▸ What to work on
For this exercise, please return exactly the line containing "Query: cement hopper wagon" and each line after it through the end of the records, with no pictures included.
----
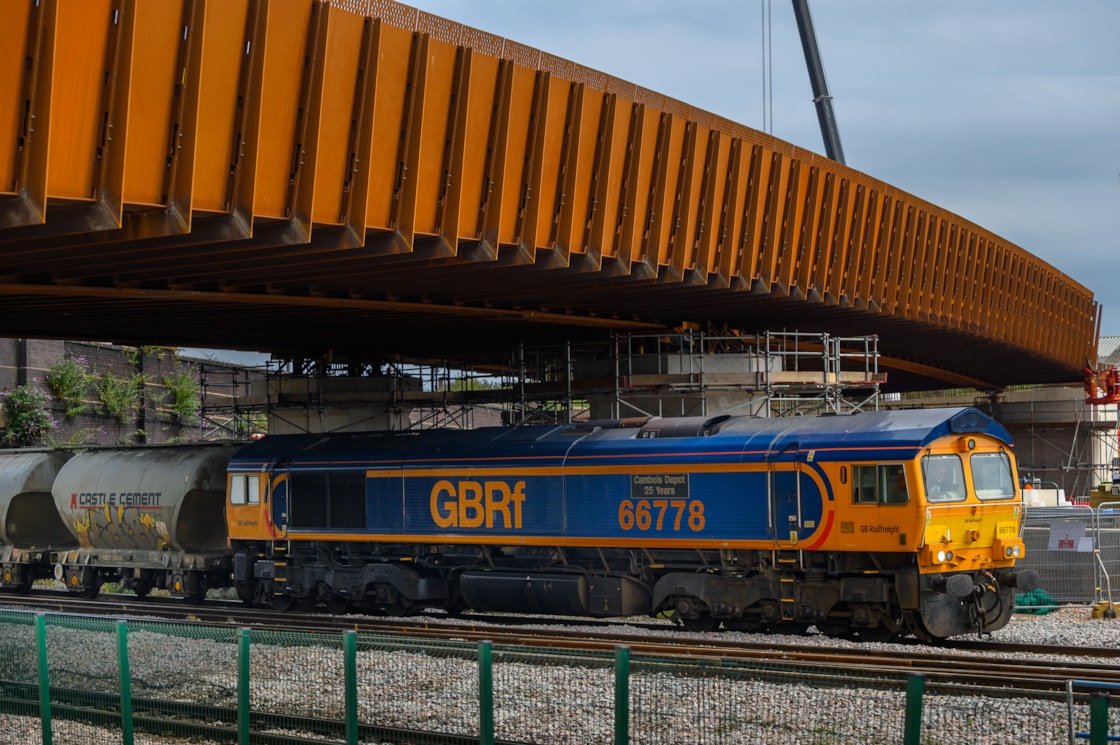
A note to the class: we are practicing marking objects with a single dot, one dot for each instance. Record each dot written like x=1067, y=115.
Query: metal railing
x=78, y=679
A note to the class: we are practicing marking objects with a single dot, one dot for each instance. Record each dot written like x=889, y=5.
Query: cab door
x=784, y=495
x=245, y=518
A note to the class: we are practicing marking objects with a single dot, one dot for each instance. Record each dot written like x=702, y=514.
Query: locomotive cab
x=971, y=538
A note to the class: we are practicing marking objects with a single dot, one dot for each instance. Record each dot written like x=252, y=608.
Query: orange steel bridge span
x=297, y=175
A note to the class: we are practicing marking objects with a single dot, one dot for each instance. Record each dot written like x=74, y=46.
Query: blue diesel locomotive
x=875, y=524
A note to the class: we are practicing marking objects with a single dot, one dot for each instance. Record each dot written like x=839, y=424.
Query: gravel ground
x=549, y=704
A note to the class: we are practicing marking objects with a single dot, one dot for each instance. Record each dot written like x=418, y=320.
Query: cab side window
x=244, y=489
x=879, y=484
x=944, y=478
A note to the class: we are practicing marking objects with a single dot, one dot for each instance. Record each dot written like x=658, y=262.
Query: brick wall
x=27, y=362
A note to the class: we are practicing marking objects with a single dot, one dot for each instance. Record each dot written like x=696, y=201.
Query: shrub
x=28, y=417
x=72, y=381
x=184, y=389
x=121, y=396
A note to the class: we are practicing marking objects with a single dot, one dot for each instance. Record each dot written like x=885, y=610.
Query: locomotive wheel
x=246, y=592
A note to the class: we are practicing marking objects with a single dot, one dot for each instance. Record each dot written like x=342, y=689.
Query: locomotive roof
x=911, y=428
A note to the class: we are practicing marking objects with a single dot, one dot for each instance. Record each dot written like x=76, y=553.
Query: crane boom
x=821, y=98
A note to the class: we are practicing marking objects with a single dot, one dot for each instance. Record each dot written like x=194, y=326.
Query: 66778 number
x=659, y=514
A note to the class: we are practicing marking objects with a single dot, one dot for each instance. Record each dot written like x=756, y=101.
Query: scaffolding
x=689, y=373
x=694, y=373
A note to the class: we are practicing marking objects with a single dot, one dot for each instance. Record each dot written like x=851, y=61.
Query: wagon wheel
x=141, y=587
x=91, y=590
x=283, y=602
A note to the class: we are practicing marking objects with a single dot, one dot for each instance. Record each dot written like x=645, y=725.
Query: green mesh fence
x=202, y=685
x=19, y=678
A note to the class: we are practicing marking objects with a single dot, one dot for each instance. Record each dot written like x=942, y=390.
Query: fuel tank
x=158, y=499
x=28, y=518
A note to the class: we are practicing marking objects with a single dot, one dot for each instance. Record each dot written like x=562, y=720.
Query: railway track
x=963, y=661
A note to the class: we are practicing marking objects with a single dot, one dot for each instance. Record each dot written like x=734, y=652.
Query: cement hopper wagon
x=30, y=528
x=146, y=518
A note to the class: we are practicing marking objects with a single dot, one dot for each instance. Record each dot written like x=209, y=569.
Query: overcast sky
x=1006, y=112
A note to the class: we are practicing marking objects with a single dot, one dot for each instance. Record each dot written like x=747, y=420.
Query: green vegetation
x=27, y=416
x=122, y=396
x=185, y=392
x=72, y=382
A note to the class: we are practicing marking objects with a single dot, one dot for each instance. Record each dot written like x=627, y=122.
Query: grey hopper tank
x=160, y=499
x=28, y=517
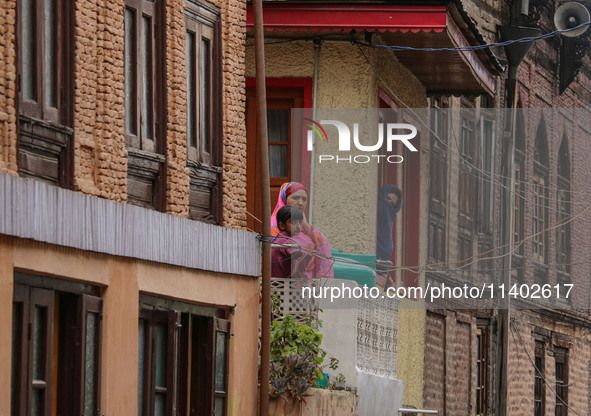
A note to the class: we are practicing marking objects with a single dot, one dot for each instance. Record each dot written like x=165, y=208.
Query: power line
x=466, y=161
x=526, y=39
----
▸ Answer to this task
Query: cement hopper wagon
x=30, y=528
x=146, y=518
A note to the class: we are practicing marking objects with a single dot, one dot for each instance. Record each dot written like x=209, y=569.
Query: overcast sky
x=1006, y=112
A note to the class: we are practicing marking objects with a single dot, one dot for each instance. Record each dot written like x=747, y=420.
Query: green vegetation
x=27, y=416
x=122, y=396
x=185, y=392
x=72, y=382
A note to the class: we are practicing marking objects with a single dot, one dot for each instance. Record each dot written like x=627, y=122.
Query: grey hopper tank
x=160, y=499
x=28, y=517
A note to the class: we are practicing marking objects with a single dot, one dot for each instance. Record each dot written like x=165, y=208.
Query: power line
x=466, y=161
x=526, y=39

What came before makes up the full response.